» What is asked
Could you copy the material below word for word, leaving out the pictures?
┄┄┄┄┄┄
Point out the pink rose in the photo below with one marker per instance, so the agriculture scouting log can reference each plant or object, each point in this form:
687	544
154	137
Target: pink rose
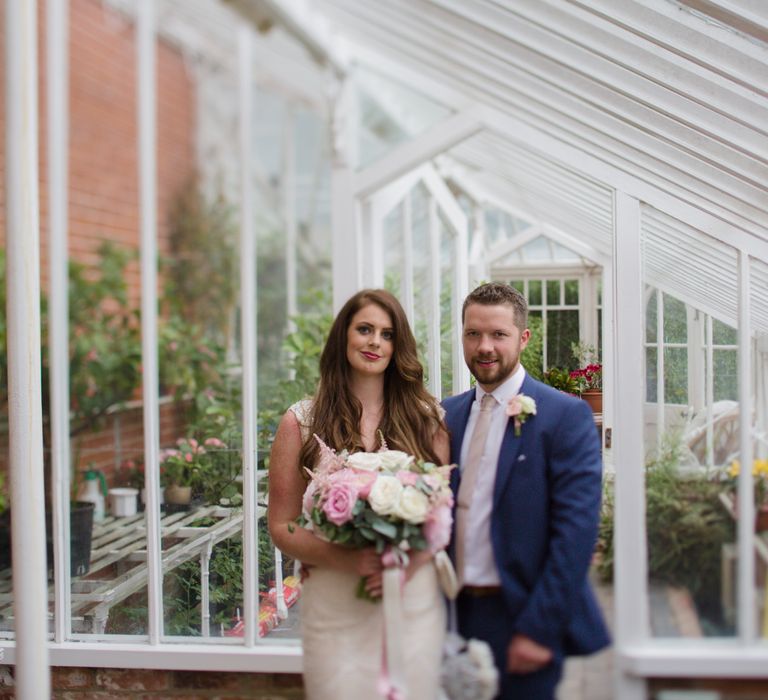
437	528
340	500
407	478
365	481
┄┄┄┄┄┄
» Full solution
Point out the pink rose in the photo below with one marker per instance, so the agriculture scouting log can reference each plant or object, each point in this form:
687	544
154	137
Target: pink rose
437	528
340	500
407	478
365	481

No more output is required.